**Source document**
========
Drinking from a Fire Hose: ATOP at the UAL Training Center
Ever fantasize about what it might be like to fly heavy iron for a major airline? Got a spare $395 plus enough frequent-flyer miles to get to Denver and back? Well then, have we got a treat for you! There's a little-known weekend program at the United Airlines training center that offers pilots of any experience level the opportunity to go through a grueling 10-hour cram course on Boeing 737 systems and procedures, plus two hours in a 737 cockpit procedures trainer and two more hours flying UAL's full-motion 737 simulator. AVweb reader Erik Sundquist, a low-time non-instrument-rated private pilot, took the course and actually lived to write about it.
It's a cold November Friday evening. I am standing in the baggage area after deplaning a Boeing 737 at Denver's International Airport. Could it be that I can actually learn the basics of flying Boeing's most prolific jet in just two days?
I am asking myself why I had abandoned my wife, pregnant with our soon to arrive twin boys, to attend a relatively low-profile program known as Airline Training Orientation Program (ATOP). For some curious reason, when I saw the ATOP ad in a pilot magazine, I felt "the calling." It was as if I were being summoned like the character in "Close Encounters of the Third Kind" who embarked on a pilgrimage to Devil's Mountain for some mysterious and unknown reason.
A man with a vision
ATOP is an independently operated company which has the cooperation and support of United Airlines for the primary purpose of introducing prospective candidates to the world of the professional airline pilot. The concept was presented to UAL in 1993 by a chap named Wayne Phillips. Aside from being an ATP, B737-rated, FAA Pilot Examiner, and a contractor at the United Airlines Flight Center in Denver, Phillips is very active in aviation career education. His career-oriented writings have been featured in many national magazines and his aviation career workshops have been hosted by the nation's finest aviation colleges and flight schools.
========
**Goals**
1: Reproduce everything in the ATOP article from "It's a cold" down to "and unknown reason.".
2: Answer these questions from the ATOP article:
(a) How much does the weekend program cost?
(b) How many hours of the program are spent flying the full-motion 737 simulator?
(c) In what year was the ATOP concept presented to UAL?
3: Continue the ATOP article from its last sentence.

**Provided material**
========
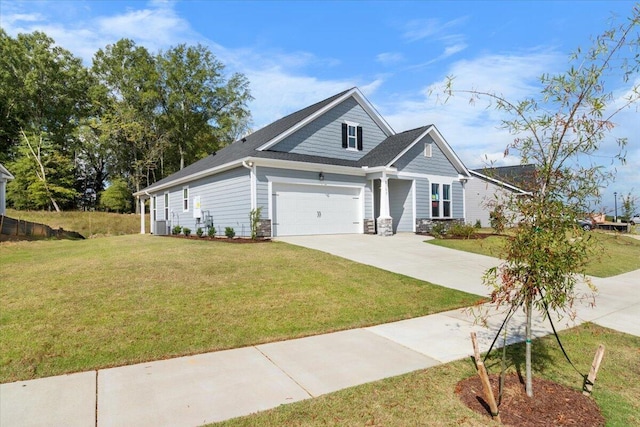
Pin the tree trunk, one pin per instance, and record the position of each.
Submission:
========
**Task-by-task results**
1:
It's a cold November Friday evening. I am standing in the baggage area after deplaning a Boeing 737 at Denver's International Airport. Could it be that I can actually learn the basics of flying Boeing's most prolific jet in just two days?
I am asking myself why I had abandoned my wife, pregnant with our soon to arrive twin boys, to attend a relatively low-profile program known as Airline Training Orientation Program (ATOP). For some curious reason, when I saw the ATOP ad in a pilot magazine, I felt "the calling." It was as if I were being summoned like the character in "Close Encounters of the Third Kind" who embarked on a pilgrimage to Devil's Mountain for some mysterious and unknown reason.

2:
(a) $395
(b) Two hours
(c) 1993

3:
Years ago, Phillips had a vision. He reasoned it would make sense for aspiring career aviators to experience what it is like to train and fly just like a major airline pilot before investing thousands of dollars and many years of their lives. He likes to say that the ATOP allows a prospective airline pilot to "test drive" his or her career before making that substantial commitment of time and finances. United Airlines seems to agree with him.
With the ATOP concept in mind wherein anybody, regardless of pilot certificates, ratings, or experience level could spend a few days of total immersion in the world's largest aircrew training facility Phillips made the pitch to Captain Bill Traub, UAL's Vice President of Flight Standards and Training at the time. Captain Traub said, "Go for it."
ATOP is technically not a United Airlines program, since the airline is not in the business of conducting schools for low-time pilots looking toward a cockpit career, nor is ATOP officially endorsed by the company. However, much of the brass at the United Airlines Flight Center informally acknowledges ATOP and its mission to educate. Periodically, UAL managers and standards Captains will "drop in" to welcome ATOP students and explain the real world of hiring and flying at United.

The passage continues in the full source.